-- Material provided follows --
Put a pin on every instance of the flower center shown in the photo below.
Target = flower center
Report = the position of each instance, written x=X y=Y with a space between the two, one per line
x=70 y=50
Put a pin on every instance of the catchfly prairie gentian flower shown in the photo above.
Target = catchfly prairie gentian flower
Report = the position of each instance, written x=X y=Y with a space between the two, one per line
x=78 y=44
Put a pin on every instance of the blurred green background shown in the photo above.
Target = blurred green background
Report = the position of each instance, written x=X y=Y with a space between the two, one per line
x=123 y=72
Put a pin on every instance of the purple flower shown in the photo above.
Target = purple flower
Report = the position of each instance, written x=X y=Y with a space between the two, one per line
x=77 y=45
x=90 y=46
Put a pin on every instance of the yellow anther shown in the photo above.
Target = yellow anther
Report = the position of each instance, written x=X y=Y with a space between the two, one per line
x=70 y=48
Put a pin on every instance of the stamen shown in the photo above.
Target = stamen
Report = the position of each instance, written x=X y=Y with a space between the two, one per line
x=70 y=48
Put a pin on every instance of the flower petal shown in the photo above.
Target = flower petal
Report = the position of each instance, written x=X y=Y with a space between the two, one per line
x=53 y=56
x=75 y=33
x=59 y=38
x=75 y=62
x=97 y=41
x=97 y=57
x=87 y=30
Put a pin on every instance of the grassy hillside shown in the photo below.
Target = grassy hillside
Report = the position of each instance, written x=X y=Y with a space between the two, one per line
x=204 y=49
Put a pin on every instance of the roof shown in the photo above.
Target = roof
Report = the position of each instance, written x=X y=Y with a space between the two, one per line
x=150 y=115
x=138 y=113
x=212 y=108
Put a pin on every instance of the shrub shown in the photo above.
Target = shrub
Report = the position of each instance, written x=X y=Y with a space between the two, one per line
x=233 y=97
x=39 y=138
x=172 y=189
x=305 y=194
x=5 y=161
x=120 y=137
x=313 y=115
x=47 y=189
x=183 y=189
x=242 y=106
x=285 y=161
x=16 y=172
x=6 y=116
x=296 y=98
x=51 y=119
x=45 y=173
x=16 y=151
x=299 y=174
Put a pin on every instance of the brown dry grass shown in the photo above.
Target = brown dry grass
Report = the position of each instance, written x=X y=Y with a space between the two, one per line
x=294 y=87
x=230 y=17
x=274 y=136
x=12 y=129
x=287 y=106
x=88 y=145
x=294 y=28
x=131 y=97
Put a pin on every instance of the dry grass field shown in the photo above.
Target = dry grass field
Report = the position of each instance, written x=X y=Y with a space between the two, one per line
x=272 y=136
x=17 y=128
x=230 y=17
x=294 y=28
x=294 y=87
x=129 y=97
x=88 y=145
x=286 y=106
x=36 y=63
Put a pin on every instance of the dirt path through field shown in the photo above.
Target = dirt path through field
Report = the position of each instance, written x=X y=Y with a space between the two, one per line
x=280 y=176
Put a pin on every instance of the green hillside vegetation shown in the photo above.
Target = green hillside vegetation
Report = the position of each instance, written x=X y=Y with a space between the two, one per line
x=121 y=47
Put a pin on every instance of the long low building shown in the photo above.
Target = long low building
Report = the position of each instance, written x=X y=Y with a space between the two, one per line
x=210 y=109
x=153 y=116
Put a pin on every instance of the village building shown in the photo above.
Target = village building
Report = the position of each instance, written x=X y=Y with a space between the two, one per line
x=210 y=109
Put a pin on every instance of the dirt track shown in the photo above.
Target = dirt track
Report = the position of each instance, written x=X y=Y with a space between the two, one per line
-- Material provided concluded --
Task requirements:
Please write out exactly the lines from the start of the data through the line that contains "Target = stamen", both ends included, and nothing else.

The completed task:
Put a pin on every instance of the flower center shown in the photo below.
Target = flower center
Report = the position of each instance, written x=X y=Y with a space between the two, one per line
x=70 y=50
Put a pin on every instance of the catchfly prairie gentian flower shown in the photo above.
Target = catchfly prairie gentian flower
Report = the position of each instance, written x=X y=Y with a space between the two, one per line
x=78 y=44
Put a pin on every instance of the blurred green background shown in the photo above.
Target = blurred green background
Report = the position of each instance, written x=X y=Y with a space between the two, one per line
x=123 y=72
Put a pin on every instance of the purple flower shown in the photo above.
Target = purple flower
Report = the position of each instance, written x=X y=Y with a space between the two, one per line
x=77 y=45
x=90 y=46
Put a pin on every instance of the yellow anther shown in the photo above.
Target = yellow anther
Report = the position of each instance, written x=X y=Y with a space between the two, one per line
x=70 y=48
Put a pin on every instance of the stamen shown in the photo above.
Target = stamen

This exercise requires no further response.